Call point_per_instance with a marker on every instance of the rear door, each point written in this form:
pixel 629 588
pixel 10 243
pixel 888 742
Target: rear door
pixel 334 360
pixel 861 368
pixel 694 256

[WHAT NEEDS TO BE DONE] Rewrite the items with every "rear door" switched to "side door" and everything else unchanged.

[SOLUTION TO THE EXERCISE]
Call point_per_instance with a marker on every instance of the side door, each point written in this form:
pixel 629 588
pixel 10 243
pixel 888 742
Target: side door
pixel 334 360
pixel 861 368
pixel 694 256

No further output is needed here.